Objective:
Express part of the listing below as a JSON list of strings, one string per line with blank lines left out: begin at the line that has "of the wheel" and stop after the line that has "column 359, row 266". Include only those lines.

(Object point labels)
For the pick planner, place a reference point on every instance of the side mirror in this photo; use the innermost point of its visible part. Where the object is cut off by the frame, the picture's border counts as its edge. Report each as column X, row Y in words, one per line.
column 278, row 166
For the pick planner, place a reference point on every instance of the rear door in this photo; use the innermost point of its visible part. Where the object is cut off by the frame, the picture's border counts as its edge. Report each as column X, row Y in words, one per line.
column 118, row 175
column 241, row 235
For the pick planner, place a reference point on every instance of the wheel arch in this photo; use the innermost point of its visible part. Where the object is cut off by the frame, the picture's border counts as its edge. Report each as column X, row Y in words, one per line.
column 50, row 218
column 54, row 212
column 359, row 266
...
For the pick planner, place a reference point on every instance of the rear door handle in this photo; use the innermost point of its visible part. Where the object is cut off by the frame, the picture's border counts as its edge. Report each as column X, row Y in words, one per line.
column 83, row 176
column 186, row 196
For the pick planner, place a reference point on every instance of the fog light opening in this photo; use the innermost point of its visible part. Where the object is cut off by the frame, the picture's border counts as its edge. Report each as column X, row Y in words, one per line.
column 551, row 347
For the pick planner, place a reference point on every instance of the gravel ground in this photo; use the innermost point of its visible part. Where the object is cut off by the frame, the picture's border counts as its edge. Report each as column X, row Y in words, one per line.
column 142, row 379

Response to the task:
[
  "For the pick planner, place a reference point on every instance of the wheel arch in this photo; use the innermost point of its visible part. Where the object is cut off by the frame, the picture's border counts as its edge. Report each as column X, row Y in words, one per line.",
  "column 50, row 218",
  "column 54, row 212",
  "column 359, row 266"
]